◆ **Task**:
Give back exactly the line containing "Pin every instance of the embroidered" together with all the lines after it, ending at the final line below.

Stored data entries
=== Section Start ===
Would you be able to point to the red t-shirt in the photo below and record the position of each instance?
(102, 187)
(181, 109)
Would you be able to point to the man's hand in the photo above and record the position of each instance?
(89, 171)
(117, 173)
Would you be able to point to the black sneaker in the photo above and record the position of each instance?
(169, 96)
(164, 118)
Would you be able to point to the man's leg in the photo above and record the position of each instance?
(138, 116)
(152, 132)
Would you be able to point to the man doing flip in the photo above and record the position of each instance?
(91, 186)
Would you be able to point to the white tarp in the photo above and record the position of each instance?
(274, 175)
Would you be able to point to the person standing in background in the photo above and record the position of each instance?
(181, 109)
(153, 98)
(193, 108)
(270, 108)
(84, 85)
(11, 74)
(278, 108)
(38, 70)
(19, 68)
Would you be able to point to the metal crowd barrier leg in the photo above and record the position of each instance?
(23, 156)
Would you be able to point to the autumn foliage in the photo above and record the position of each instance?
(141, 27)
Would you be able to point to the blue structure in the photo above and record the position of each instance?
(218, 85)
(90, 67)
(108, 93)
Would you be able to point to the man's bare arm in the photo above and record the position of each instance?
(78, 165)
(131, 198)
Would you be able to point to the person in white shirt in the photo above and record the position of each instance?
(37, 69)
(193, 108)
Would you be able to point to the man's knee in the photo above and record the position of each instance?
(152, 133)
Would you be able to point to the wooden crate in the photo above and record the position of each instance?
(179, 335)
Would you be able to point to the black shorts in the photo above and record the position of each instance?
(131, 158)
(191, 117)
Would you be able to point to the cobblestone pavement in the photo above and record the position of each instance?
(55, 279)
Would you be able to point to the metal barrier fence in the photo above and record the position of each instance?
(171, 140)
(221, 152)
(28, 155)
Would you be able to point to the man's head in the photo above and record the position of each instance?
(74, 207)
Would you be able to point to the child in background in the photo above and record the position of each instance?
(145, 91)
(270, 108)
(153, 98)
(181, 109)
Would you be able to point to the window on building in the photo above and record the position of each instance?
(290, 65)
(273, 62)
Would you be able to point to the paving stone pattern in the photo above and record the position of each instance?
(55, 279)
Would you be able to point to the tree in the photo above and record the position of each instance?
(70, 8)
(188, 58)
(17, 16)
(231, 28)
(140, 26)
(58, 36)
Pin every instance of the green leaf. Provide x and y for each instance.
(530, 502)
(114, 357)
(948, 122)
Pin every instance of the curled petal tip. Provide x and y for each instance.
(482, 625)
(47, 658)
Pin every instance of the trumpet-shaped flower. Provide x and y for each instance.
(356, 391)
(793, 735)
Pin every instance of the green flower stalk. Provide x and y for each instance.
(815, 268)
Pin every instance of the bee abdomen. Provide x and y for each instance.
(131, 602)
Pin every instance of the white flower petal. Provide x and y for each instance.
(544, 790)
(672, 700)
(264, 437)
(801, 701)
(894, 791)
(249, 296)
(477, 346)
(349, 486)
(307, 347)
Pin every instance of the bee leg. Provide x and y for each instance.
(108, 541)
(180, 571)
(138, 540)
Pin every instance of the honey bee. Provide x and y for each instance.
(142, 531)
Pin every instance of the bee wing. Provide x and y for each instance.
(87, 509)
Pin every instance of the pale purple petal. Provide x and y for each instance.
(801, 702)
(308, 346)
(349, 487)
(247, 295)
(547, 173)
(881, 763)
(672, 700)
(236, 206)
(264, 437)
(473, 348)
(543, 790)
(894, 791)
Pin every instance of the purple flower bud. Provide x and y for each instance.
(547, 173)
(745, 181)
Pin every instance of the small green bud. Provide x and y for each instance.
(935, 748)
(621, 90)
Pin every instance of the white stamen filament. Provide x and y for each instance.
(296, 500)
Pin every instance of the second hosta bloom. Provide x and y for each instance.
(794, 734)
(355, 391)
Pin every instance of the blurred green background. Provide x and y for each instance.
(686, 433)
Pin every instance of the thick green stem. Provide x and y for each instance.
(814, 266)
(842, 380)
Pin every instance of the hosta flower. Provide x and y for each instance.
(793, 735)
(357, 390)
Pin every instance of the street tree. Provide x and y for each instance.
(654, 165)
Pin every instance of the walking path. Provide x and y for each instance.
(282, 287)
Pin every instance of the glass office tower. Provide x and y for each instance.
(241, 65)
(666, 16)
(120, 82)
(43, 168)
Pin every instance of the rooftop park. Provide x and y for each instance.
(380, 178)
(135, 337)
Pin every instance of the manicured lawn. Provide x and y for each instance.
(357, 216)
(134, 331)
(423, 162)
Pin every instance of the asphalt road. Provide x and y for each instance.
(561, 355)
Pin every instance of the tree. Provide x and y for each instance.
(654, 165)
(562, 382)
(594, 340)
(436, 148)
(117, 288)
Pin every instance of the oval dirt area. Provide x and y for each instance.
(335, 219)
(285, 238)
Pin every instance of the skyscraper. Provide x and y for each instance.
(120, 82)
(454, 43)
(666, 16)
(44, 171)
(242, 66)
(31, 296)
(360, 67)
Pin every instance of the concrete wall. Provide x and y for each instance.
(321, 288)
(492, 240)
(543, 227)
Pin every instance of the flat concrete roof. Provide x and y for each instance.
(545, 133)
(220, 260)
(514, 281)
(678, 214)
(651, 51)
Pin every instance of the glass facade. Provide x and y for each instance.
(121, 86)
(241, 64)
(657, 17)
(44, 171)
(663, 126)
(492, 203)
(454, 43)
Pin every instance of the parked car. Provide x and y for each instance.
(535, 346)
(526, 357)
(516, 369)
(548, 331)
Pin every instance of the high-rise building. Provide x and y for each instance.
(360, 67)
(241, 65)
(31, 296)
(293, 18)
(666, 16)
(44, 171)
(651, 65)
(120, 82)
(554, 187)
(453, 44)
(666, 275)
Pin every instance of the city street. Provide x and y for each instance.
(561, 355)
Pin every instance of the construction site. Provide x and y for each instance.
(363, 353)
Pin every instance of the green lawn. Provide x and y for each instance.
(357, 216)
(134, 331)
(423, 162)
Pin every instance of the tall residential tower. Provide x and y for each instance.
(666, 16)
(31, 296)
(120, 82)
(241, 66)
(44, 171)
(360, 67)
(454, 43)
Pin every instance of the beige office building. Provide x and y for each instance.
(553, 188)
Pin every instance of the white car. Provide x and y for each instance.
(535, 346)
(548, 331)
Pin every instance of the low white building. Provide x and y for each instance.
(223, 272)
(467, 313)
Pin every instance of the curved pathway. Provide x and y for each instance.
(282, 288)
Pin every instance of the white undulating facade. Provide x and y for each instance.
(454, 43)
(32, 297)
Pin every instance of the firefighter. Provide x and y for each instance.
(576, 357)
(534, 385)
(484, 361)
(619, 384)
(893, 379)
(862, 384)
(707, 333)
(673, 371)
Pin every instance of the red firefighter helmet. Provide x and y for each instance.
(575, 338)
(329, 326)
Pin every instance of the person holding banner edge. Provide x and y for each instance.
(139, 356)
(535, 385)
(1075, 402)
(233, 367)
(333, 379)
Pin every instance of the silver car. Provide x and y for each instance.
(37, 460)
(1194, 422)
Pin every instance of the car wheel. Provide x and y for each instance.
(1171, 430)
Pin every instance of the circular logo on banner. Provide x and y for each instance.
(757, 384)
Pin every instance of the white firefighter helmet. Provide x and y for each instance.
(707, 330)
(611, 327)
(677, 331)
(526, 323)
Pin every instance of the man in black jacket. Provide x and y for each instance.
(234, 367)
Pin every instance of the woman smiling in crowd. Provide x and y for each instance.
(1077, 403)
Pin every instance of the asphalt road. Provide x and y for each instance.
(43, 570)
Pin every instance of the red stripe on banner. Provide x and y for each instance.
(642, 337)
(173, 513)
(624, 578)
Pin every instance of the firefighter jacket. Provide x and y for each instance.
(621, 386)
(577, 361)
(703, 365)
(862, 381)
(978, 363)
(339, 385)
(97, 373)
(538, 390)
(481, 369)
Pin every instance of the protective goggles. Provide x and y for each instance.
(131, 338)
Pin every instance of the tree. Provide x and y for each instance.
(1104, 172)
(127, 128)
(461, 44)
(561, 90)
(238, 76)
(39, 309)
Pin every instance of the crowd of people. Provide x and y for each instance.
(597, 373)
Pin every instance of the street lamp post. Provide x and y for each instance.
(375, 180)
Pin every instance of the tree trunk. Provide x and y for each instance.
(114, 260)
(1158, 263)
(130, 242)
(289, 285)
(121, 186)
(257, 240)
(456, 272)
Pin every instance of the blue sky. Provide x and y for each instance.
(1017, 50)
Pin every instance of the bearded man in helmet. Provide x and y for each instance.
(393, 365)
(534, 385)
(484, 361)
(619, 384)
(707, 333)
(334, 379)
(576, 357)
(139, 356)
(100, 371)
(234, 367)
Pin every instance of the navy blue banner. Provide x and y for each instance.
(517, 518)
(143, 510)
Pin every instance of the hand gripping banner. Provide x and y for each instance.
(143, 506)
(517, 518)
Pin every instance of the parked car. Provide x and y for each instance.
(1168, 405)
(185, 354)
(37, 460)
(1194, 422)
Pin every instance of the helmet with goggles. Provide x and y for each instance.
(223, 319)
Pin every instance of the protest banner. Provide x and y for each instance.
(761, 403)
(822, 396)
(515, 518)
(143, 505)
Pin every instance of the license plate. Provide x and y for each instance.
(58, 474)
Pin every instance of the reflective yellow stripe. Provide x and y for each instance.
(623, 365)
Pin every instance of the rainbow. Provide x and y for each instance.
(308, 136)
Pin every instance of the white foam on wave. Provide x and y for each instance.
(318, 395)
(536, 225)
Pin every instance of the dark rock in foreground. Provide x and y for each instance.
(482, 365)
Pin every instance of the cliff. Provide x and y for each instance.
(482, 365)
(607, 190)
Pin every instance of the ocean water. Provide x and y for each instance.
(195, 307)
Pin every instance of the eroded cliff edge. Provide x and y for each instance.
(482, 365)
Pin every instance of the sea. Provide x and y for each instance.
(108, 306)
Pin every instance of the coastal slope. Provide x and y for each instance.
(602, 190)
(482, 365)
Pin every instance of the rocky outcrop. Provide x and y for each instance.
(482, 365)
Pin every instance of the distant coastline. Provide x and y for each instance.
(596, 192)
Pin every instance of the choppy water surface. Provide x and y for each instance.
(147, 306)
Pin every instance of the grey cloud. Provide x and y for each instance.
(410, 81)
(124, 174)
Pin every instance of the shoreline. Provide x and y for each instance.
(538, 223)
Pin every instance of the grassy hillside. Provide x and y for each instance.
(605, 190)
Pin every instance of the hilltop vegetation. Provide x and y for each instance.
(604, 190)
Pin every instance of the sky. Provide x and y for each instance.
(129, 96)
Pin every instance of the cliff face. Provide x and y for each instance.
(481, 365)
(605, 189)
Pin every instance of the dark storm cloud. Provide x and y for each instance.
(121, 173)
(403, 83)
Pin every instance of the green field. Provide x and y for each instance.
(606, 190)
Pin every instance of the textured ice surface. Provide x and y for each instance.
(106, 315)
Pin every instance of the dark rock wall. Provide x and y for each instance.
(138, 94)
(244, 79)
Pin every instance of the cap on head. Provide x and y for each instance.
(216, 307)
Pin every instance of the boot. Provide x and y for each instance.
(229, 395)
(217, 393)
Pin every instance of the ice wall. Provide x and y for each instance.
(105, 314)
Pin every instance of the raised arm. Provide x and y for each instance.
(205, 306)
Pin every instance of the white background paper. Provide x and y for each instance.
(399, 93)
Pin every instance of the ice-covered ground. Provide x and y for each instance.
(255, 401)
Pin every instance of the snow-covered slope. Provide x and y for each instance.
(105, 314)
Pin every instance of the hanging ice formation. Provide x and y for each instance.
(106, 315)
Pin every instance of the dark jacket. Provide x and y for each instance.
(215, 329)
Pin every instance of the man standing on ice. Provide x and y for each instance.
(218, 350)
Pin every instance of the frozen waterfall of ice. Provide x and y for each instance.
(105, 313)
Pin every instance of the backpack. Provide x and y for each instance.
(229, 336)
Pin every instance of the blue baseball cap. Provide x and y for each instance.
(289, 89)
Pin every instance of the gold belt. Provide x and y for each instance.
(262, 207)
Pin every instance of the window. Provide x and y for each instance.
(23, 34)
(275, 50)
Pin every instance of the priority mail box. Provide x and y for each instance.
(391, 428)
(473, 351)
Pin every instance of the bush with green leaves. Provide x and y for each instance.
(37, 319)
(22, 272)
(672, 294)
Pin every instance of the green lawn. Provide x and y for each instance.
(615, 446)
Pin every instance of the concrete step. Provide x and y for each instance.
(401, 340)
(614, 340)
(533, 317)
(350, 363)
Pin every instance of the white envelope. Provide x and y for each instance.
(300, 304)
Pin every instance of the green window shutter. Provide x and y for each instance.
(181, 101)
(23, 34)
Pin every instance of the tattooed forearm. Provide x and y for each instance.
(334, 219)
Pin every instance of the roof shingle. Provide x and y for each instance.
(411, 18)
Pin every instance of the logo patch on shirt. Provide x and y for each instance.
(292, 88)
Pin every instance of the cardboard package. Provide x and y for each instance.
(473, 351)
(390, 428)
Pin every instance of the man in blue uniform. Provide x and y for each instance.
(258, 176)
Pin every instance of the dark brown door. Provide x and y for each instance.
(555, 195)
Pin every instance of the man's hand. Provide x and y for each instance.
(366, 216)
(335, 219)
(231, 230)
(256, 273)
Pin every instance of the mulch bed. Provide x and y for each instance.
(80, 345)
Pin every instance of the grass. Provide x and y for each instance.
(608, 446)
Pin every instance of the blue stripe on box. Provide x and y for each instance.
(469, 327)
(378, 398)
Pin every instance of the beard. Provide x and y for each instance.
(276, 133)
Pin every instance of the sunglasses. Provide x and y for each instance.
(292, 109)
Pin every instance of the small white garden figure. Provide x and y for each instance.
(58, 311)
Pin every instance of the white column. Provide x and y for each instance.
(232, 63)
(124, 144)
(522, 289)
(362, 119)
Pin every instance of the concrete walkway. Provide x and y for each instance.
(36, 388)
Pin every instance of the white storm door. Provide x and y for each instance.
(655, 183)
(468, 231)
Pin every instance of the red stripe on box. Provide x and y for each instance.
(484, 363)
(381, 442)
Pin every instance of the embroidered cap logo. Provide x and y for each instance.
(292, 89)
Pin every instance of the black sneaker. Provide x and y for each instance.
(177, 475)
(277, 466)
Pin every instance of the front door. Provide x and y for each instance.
=== Section End ===
◆ **Completed exercise**:
Pin every instance of the embroidered cap logo. Provide x and y for each instance.
(292, 89)
Pin every instance of the black sneaker. Provide x and y for each instance.
(177, 475)
(277, 466)
Pin every instance of the front door. Provide x and y for each instance.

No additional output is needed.